• _REQUIRED TASK_: Repeat the following rows word for word, starting with the line that contains "Objective — indicate every instance of the small" and continuing through the line that contains "(1250, 478)", both included.

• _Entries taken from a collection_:
┌──

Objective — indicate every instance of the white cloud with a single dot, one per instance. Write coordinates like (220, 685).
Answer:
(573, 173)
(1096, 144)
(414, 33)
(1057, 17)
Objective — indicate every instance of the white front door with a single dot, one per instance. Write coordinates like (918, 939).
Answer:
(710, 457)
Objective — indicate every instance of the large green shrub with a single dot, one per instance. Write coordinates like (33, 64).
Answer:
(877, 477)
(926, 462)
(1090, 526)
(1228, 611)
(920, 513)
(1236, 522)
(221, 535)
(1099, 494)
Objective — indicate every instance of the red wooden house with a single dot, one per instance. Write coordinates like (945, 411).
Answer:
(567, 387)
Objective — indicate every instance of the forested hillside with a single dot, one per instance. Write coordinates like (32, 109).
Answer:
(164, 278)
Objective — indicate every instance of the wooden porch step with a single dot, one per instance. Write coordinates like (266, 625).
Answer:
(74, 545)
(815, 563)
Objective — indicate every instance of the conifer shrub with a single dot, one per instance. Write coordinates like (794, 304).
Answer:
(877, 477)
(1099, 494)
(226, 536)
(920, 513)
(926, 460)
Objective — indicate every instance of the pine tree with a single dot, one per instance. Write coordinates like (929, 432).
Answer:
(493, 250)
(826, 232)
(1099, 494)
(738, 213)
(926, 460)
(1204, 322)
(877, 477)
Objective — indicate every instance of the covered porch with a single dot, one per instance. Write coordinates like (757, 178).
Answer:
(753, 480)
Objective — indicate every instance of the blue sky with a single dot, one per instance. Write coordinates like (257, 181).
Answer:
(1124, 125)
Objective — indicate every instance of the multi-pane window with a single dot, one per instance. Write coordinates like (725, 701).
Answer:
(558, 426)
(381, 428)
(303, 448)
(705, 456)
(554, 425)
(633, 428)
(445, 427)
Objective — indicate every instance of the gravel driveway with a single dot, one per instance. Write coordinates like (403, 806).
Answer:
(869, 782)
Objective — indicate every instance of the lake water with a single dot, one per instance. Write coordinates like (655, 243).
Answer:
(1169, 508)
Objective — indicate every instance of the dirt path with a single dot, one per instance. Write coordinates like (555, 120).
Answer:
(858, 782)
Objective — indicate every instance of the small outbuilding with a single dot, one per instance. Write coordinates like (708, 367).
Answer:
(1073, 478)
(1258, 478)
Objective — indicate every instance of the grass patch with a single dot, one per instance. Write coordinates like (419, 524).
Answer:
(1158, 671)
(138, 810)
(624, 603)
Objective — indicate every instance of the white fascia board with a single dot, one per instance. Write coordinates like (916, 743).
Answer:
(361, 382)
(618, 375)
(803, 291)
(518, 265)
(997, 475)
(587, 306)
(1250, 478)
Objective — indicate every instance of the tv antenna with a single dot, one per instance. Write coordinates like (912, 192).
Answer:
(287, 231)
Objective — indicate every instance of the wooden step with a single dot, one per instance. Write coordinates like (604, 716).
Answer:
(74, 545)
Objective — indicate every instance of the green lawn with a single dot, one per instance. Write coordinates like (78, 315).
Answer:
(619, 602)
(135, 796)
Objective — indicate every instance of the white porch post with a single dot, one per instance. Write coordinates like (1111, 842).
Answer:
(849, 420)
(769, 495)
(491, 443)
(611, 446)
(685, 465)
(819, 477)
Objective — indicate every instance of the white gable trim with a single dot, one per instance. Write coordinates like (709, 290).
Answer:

└──

• _THE ANSWER_:
Objective — indicate every instance of the small outbuilding with a single dot, one per instance. Write coordinates like (708, 367).
Answer:
(1073, 478)
(1258, 478)
Objective — indicate every instance of the grass patch with a single dot, one per instance. Write coordinates like (419, 524).
Answer:
(1158, 671)
(138, 810)
(624, 603)
Objective — indicate every instance of the white fascia board with a single dot, one per instance. Write coordinates like (916, 743).
Answer:
(361, 382)
(618, 375)
(803, 291)
(518, 265)
(997, 475)
(587, 306)
(1250, 478)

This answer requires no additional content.